**EXERCISE REQUIREMENTS**:
Give back the data exactly, with no images.
╔══
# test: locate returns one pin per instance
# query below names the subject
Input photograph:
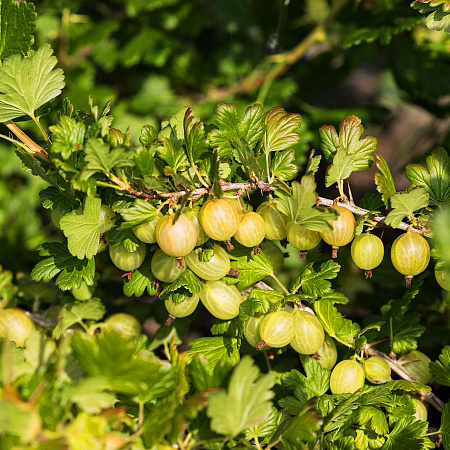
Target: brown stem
(408, 281)
(261, 345)
(170, 319)
(36, 149)
(428, 396)
(424, 231)
(334, 252)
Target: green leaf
(175, 159)
(90, 396)
(82, 230)
(445, 426)
(76, 312)
(140, 212)
(438, 19)
(142, 279)
(245, 403)
(405, 203)
(145, 161)
(187, 280)
(280, 128)
(119, 359)
(266, 429)
(350, 131)
(16, 27)
(436, 180)
(316, 284)
(441, 369)
(215, 349)
(313, 163)
(244, 156)
(231, 127)
(299, 207)
(372, 201)
(194, 135)
(342, 167)
(333, 322)
(283, 165)
(206, 376)
(407, 434)
(28, 83)
(72, 271)
(314, 384)
(54, 198)
(100, 158)
(384, 181)
(302, 428)
(67, 136)
(252, 268)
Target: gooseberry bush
(193, 218)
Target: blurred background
(323, 59)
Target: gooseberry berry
(176, 239)
(146, 232)
(251, 330)
(276, 329)
(184, 308)
(443, 279)
(367, 252)
(166, 268)
(274, 221)
(410, 255)
(124, 324)
(202, 237)
(274, 253)
(377, 370)
(309, 335)
(214, 269)
(343, 229)
(219, 219)
(347, 377)
(125, 259)
(250, 231)
(418, 367)
(220, 299)
(302, 238)
(15, 325)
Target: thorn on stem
(261, 345)
(334, 252)
(408, 280)
(170, 319)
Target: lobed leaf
(280, 128)
(72, 271)
(436, 180)
(245, 403)
(28, 83)
(82, 229)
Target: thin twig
(379, 219)
(428, 396)
(36, 149)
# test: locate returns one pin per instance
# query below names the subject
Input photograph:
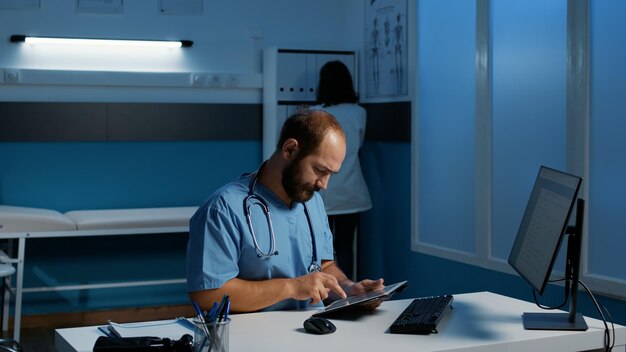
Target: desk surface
(480, 321)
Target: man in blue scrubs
(278, 261)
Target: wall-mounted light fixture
(16, 38)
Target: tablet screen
(351, 301)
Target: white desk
(481, 321)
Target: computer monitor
(535, 250)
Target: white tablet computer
(348, 302)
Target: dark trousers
(344, 228)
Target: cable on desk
(609, 341)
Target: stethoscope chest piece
(251, 200)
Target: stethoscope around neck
(253, 199)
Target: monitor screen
(544, 222)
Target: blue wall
(385, 244)
(66, 176)
(384, 239)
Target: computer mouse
(319, 326)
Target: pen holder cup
(211, 336)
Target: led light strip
(101, 42)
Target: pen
(212, 312)
(224, 315)
(200, 317)
(220, 308)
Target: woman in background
(346, 194)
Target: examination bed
(20, 223)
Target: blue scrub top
(221, 246)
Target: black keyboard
(422, 316)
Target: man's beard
(297, 191)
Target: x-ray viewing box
(20, 223)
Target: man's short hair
(308, 127)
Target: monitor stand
(553, 321)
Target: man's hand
(366, 286)
(316, 287)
╚══
**ANSWER BOX**:
# test: locate returns one pin per instance
# query below names the subject
Input photograph:
Target: brown stem
(408, 281)
(261, 345)
(170, 319)
(36, 149)
(428, 396)
(424, 231)
(334, 252)
Target: green leaf
(175, 159)
(90, 396)
(82, 230)
(445, 426)
(76, 312)
(140, 212)
(438, 19)
(142, 279)
(245, 403)
(405, 203)
(145, 161)
(187, 280)
(280, 128)
(119, 359)
(266, 429)
(350, 131)
(16, 27)
(436, 180)
(316, 284)
(441, 369)
(215, 349)
(313, 163)
(244, 156)
(231, 127)
(299, 207)
(372, 201)
(194, 135)
(342, 167)
(333, 322)
(283, 165)
(206, 376)
(407, 434)
(28, 83)
(72, 271)
(314, 384)
(54, 198)
(100, 158)
(384, 181)
(302, 428)
(67, 136)
(252, 268)
Target: gooseberry bush
(193, 218)
Target: blurred background
(323, 59)
Target: gooseberry berry
(176, 239)
(146, 232)
(251, 330)
(276, 329)
(184, 308)
(443, 279)
(367, 252)
(166, 268)
(274, 221)
(410, 255)
(124, 324)
(202, 237)
(274, 253)
(377, 370)
(309, 335)
(214, 269)
(343, 229)
(219, 219)
(347, 377)
(125, 259)
(250, 231)
(418, 367)
(220, 299)
(302, 238)
(15, 325)
Target: thorn on stem
(261, 345)
(334, 252)
(408, 280)
(170, 319)
Target: lobed leaf
(280, 128)
(72, 271)
(436, 180)
(245, 403)
(28, 83)
(82, 229)
Target: thin twig
(379, 219)
(428, 396)
(36, 149)
# test: locate returns one pin per instance
# query below names the subject
Input photograph:
Target: desk surface
(480, 321)
Target: man in blue scrubs
(278, 261)
Target: wall-mounted light fixture
(16, 38)
Target: tablet screen
(351, 301)
Target: white desk
(481, 321)
Target: computer monitor
(535, 250)
Target: white tablet computer
(348, 302)
Target: dark trousers
(344, 228)
Target: cable on desk
(609, 341)
Target: stethoscope chest piece
(251, 200)
Target: stethoscope around neck
(253, 199)
Target: monitor screen
(544, 222)
Target: blue wall
(385, 244)
(66, 176)
(384, 239)
Target: computer mouse
(319, 326)
Target: pen holder cup
(211, 336)
Target: led light strip
(101, 42)
Target: pen
(212, 312)
(224, 315)
(200, 317)
(220, 308)
Target: woman in background
(346, 194)
Target: examination bed
(20, 223)
Target: blue scrub top
(221, 246)
Target: black keyboard
(422, 316)
Target: man's beard
(297, 191)
Target: x-ray viewing box
(20, 223)
Target: man's short hair
(308, 127)
Target: monitor stand
(553, 321)
Target: man's hand
(366, 286)
(316, 287)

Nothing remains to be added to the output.